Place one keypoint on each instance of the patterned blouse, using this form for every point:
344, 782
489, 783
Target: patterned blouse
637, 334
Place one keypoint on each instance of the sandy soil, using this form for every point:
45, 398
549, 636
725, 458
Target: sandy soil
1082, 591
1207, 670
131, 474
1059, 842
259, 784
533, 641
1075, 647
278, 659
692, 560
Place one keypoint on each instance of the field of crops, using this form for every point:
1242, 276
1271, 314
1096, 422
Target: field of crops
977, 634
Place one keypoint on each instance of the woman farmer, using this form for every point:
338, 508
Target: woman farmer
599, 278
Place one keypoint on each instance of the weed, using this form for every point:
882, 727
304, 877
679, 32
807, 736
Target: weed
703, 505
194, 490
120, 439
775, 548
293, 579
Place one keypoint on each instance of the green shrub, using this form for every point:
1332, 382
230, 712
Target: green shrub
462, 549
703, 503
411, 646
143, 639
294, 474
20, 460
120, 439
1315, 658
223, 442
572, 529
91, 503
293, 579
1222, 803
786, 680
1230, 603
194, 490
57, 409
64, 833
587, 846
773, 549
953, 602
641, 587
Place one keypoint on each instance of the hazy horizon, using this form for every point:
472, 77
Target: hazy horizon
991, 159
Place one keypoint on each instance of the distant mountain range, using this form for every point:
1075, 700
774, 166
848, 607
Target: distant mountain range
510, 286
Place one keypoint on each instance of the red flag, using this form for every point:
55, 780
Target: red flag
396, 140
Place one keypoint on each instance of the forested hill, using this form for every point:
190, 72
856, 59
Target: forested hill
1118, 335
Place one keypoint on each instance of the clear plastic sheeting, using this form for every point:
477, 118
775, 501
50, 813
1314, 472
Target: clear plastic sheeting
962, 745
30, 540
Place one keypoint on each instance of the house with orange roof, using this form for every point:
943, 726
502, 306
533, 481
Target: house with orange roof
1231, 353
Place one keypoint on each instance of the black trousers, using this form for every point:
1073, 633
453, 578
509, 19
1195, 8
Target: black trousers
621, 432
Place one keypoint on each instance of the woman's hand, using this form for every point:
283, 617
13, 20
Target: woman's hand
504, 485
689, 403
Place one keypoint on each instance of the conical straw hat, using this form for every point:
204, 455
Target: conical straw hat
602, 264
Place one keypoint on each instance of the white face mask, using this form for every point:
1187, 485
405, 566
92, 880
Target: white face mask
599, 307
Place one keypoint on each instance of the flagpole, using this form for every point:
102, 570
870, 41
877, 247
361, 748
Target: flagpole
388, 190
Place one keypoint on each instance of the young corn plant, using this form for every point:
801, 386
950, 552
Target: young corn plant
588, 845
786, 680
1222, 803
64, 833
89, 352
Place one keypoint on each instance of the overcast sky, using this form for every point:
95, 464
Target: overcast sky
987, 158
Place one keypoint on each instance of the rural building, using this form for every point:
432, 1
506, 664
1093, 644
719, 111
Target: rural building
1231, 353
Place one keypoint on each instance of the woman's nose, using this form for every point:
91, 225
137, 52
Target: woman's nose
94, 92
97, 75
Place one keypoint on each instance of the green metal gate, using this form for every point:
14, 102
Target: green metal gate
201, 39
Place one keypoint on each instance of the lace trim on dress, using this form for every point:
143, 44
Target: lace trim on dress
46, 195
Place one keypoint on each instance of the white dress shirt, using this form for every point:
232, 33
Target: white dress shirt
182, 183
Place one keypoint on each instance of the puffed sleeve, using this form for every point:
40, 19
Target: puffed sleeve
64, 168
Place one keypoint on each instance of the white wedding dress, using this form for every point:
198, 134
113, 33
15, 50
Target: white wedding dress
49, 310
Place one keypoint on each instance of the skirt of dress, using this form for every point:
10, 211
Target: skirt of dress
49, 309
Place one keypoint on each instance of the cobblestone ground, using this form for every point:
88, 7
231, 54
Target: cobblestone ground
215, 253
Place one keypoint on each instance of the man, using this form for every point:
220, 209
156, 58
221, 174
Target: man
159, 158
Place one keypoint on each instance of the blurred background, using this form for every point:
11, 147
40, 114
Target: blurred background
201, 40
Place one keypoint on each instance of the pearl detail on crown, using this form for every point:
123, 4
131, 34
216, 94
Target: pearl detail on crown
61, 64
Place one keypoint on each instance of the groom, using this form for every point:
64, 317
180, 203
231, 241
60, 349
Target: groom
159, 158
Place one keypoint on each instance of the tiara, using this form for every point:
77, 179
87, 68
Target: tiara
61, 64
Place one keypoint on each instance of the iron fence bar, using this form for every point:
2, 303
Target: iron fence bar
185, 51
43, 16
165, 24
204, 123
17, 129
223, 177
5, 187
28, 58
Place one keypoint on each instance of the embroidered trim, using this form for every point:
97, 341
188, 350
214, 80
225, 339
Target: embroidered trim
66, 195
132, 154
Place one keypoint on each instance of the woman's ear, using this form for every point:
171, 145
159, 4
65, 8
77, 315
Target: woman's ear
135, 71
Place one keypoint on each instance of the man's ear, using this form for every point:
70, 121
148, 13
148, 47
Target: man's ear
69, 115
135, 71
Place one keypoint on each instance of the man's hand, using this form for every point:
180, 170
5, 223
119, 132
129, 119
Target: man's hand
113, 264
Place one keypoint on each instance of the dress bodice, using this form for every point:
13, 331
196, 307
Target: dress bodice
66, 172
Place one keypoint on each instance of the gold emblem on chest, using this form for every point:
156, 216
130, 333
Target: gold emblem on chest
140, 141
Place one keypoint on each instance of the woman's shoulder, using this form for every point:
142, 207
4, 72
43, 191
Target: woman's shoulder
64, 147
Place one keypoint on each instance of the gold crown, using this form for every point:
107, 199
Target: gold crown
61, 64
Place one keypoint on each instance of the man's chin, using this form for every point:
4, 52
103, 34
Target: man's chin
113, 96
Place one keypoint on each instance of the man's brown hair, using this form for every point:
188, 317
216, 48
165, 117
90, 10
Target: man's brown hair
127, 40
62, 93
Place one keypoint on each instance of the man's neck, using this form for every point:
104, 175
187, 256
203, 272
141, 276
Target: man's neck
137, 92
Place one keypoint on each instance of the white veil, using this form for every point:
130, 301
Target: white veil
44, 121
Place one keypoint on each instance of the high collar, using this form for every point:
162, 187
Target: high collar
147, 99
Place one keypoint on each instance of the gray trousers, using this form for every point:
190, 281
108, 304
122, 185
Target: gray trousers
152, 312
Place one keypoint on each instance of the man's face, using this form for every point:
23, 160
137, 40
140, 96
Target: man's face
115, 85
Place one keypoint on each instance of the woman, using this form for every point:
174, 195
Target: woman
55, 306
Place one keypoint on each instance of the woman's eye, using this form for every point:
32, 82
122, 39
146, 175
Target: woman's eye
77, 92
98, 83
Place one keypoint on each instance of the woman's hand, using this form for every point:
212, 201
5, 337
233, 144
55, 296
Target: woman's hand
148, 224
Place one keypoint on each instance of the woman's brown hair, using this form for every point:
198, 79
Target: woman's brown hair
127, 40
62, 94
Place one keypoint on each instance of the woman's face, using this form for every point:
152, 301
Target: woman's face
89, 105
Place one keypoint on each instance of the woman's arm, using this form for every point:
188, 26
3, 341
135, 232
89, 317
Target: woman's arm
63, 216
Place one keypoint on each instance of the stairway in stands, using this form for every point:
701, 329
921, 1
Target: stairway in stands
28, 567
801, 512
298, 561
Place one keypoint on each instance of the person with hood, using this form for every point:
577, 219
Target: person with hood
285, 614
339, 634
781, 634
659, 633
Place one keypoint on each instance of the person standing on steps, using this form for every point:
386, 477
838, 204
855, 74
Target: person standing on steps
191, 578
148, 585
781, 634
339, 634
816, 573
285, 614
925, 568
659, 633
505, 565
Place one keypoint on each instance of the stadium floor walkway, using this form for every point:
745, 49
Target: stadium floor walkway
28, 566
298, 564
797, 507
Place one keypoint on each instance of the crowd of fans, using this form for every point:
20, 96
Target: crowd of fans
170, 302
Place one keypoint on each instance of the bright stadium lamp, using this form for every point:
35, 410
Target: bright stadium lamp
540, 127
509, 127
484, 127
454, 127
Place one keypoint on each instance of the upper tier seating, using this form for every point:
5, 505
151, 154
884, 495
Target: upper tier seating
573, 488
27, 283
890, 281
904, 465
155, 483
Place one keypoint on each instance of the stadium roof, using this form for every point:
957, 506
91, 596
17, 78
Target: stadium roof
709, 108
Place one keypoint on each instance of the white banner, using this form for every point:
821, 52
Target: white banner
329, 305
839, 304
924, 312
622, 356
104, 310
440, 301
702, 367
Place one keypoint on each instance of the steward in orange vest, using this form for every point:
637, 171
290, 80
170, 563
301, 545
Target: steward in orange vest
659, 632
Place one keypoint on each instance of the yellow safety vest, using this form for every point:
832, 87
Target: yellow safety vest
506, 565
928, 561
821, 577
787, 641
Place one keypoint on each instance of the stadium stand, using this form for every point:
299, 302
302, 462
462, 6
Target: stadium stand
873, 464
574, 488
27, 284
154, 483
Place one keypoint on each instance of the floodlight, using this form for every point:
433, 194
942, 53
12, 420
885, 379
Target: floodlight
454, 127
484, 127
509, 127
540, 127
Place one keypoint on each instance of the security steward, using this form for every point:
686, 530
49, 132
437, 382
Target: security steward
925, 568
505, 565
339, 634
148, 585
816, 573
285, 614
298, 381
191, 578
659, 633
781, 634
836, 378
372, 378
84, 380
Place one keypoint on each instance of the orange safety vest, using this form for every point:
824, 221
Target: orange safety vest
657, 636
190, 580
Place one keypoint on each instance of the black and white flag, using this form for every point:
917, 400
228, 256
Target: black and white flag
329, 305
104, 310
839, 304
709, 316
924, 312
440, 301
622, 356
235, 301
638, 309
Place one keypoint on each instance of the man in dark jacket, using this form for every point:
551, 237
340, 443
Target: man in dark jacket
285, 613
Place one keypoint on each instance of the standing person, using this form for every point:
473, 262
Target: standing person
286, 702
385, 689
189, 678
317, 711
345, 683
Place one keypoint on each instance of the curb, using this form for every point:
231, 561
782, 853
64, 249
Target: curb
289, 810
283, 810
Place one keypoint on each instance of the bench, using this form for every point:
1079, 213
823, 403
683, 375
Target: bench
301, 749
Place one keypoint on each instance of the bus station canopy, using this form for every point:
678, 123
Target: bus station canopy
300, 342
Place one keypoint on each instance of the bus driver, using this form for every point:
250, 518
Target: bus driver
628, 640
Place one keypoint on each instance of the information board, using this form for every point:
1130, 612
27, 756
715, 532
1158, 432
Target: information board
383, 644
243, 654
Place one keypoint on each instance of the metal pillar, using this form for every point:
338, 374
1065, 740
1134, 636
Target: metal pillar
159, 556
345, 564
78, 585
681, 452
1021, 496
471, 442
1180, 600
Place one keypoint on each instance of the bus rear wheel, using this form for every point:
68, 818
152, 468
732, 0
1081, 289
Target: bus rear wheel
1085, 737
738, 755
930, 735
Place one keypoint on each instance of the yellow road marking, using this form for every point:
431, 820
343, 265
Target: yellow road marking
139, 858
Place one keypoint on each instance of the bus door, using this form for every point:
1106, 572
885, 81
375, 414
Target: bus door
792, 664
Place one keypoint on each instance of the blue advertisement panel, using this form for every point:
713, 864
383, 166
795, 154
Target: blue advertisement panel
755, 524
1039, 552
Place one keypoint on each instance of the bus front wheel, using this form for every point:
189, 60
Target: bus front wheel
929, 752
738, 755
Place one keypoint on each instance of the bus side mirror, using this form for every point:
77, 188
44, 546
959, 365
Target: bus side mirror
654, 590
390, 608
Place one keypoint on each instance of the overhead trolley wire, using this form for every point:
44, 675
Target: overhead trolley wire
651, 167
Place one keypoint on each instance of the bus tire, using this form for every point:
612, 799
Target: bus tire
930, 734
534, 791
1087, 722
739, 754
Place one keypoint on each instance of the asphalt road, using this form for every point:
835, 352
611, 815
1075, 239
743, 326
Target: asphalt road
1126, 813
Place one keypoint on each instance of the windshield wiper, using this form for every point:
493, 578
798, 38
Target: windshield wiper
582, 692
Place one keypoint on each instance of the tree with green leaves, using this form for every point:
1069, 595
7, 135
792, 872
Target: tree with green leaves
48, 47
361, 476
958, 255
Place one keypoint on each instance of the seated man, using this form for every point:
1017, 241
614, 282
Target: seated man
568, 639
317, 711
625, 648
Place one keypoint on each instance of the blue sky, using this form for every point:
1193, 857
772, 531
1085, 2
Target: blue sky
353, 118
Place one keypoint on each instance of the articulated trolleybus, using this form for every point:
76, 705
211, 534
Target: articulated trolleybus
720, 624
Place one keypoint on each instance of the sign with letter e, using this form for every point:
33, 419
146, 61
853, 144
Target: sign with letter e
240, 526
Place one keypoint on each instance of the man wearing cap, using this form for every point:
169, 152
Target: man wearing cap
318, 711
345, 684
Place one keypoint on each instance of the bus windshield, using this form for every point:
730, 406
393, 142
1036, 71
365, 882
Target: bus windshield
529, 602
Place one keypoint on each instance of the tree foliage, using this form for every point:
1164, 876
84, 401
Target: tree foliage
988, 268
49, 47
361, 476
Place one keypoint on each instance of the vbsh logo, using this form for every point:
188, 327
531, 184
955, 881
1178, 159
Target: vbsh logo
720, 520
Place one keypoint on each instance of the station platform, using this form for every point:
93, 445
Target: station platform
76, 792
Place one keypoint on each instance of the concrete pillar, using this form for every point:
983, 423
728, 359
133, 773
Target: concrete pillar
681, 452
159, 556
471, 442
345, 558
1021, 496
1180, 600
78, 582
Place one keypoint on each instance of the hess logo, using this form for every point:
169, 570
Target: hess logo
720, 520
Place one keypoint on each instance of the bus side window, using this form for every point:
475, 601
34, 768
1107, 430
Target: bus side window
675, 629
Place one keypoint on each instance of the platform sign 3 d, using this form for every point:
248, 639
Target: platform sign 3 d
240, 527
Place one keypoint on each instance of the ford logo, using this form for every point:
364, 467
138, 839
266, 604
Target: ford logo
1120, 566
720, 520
+ + + + +
WHAT YOU SHOULD DO –
The reply should consist solely of the lines above from the one that has "Target: bus tire" through the one that has "Place one keypoint on each instance of the bus windshield, using", reproduced exactly.

RESULT OF THIS EXERCISE –
Target: bus tire
930, 734
534, 791
1087, 722
739, 754
Place one keypoint on each instance of the asphalt road, using this form for every point:
835, 352
611, 815
1075, 239
743, 326
Target: asphalt road
1126, 813
Place one keypoint on each instance of the windshield wiper, using this form for every point:
493, 578
798, 38
Target: windshield wiper
582, 692
Place one keypoint on each instance of the tree with green leaves, using this form for every point:
1069, 595
7, 135
792, 872
Target: tree with green leaves
48, 47
361, 476
958, 255
Place one keypoint on each instance of the seated man, using this form for every point:
1017, 241
614, 282
Target: seated man
568, 639
317, 711
625, 648
Place one keypoint on each instance of the blue sky, using this form for every point:
1193, 857
772, 531
1085, 2
Target: blue sky
353, 118
Place one keypoint on each instance of the articulated trolleybus, using this form for every point:
76, 705
211, 534
Target: articulated trolleybus
720, 624
Place one keypoint on each instance of the sign with letter e, using this form for every point:
33, 419
146, 61
853, 144
Target: sign with letter e
240, 526
Place one keypoint on each instance of the man wearing cap, using this form for every point:
169, 152
Target: man wearing cap
318, 711
345, 684
Place one keypoint on each instance of the bus windshield, using this form for every point:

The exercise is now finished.